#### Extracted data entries
▼
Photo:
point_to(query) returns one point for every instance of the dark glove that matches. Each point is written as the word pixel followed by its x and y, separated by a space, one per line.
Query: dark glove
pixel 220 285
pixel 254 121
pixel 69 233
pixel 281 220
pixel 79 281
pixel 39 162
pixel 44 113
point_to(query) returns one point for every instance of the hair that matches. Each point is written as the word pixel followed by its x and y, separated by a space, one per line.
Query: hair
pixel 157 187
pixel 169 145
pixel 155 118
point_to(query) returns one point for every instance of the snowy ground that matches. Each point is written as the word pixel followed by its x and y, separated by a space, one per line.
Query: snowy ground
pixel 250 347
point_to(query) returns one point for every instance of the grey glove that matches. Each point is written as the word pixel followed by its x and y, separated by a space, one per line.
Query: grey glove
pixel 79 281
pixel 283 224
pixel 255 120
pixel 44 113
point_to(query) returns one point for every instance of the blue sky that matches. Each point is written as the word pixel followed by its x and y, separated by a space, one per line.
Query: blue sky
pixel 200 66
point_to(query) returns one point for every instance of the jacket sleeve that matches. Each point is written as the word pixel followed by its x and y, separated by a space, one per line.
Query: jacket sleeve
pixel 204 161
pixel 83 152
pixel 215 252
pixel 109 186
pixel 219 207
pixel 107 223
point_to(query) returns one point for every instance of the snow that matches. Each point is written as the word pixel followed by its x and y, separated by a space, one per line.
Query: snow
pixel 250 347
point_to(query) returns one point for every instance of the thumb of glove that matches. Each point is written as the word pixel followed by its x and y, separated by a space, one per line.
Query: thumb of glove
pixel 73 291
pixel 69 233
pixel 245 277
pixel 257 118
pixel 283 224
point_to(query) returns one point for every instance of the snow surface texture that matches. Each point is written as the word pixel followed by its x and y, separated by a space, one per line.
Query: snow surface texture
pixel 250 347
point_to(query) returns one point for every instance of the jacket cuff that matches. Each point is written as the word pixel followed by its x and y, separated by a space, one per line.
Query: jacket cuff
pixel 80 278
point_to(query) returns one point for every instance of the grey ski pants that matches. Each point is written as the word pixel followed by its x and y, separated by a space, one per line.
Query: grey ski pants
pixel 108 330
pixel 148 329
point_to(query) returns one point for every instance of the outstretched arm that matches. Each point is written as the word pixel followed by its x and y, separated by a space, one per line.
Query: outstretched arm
▲
#### TASK TO COMPLETE
Transcribe the data word for word.

#### YOUR RESPONSE
Photo:
point_to(query) returns one point for every instance of the dark glove that matches. Each point is written as the word pixel followed by its x and y, separated by a space, one per line.
Query: dark glove
pixel 220 285
pixel 254 121
pixel 69 233
pixel 281 220
pixel 79 281
pixel 39 162
pixel 44 113
point_to(query) returns one point for every instance of the hair that matches. Each point is written as the word pixel followed by its x and y, separated by a space, one per line.
Query: hair
pixel 157 187
pixel 169 145
pixel 155 118
point_to(query) returns one point for every instance of the snowy ground that matches. Each point is written as the word pixel followed by its x and y, separated by a space, one per line.
Query: snowy ground
pixel 250 347
point_to(query) returns one point for every instance of the grey glove that matches. Each point is written as the word pixel followed by its x and y, separated by a space, one per line.
Query: grey glove
pixel 79 281
pixel 283 224
pixel 255 120
pixel 44 113
point_to(query) returns one point for every instance of the blue sky that matches. Each point is written as the word pixel followed by its x and y, separated by a space, one per line.
Query: blue sky
pixel 200 66
point_to(query) returns one point for every instance of the jacket sleeve that matches. Each point is written as the word pixel followed by its x and y, separated by a space, one per line.
Query: jacket sleeve
pixel 204 161
pixel 83 152
pixel 215 252
pixel 109 186
pixel 219 207
pixel 107 223
point_to(query) returns one point for every instance of the snow that matches. Each point is written as the word pixel followed by its x and y, separated by a space, one per line.
Query: snow
pixel 250 347
point_to(query) returns one point for every instance of the thumb of glove that matches. Each point is written as the word pixel followed by its x and y, separated by a space, one per line.
Query: thumb of glove
pixel 73 291
pixel 69 233
pixel 245 277
pixel 257 118
pixel 283 224
point_to(query) returns one point for every instance of the snow surface texture that matches. Each point is written as the word pixel followed by its x and y, separated by a space, one per line.
Query: snow surface texture
pixel 250 347
point_to(query) returns one point for every instance of the jacket cuff that matches. Each point is written as the word pixel followed by its x and y, separated by a space, one per line.
Query: jacket cuff
pixel 80 278
point_to(query) returns one point for every instance of the grey ski pants that matches. Each point is written as the word pixel followed by its x and y, separated by a space, one per line.
Query: grey ski pants
pixel 108 330
pixel 148 329
point_to(query) returns one point for every instance of the outstretched arm that matches. Each point is written as the word pixel followed by its x and y, separated by a space, one per line.
Query: outstretched arm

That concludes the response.